### EXERCISE INSTRUCTIONS
Only the pictures should be dropped; every line of the data must come back exactly as written.

Segment Open

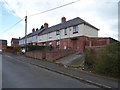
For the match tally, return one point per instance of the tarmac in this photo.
(81, 75)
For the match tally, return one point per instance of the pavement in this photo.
(100, 81)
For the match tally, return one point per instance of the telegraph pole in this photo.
(25, 34)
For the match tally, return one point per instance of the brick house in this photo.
(14, 42)
(72, 34)
(3, 44)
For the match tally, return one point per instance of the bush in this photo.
(104, 60)
(42, 48)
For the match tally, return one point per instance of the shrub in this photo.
(104, 60)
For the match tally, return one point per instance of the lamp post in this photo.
(25, 34)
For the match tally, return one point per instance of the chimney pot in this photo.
(63, 19)
(45, 25)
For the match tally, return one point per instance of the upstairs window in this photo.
(50, 35)
(65, 31)
(75, 29)
(40, 38)
(58, 32)
(50, 43)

Segment Closed

### ANSWER TO THE EXERCISE
For the match tally, return one point per instance of the tarmac in this photo.
(81, 75)
For the match tally, return one point per instance of the pavement in this photo.
(100, 81)
For the match tally, return one point per instance of the telegraph pole in this photo.
(25, 34)
For the match tally, return one point per instance of the brick house in this photo.
(14, 42)
(72, 34)
(3, 44)
For the match tally, return one point per instance of the bush in this photo.
(104, 60)
(42, 48)
For the match tally, return one point per instance of the shrub in this photo.
(104, 60)
For the match tally, return one point per instance of the lamp post in this photo.
(25, 34)
For the match tally, return one point per instance of the chimney pot in this photo.
(63, 19)
(45, 25)
For the match tally, return one point per instance of the upstairs window in this photo.
(50, 35)
(65, 31)
(75, 29)
(40, 38)
(58, 32)
(50, 43)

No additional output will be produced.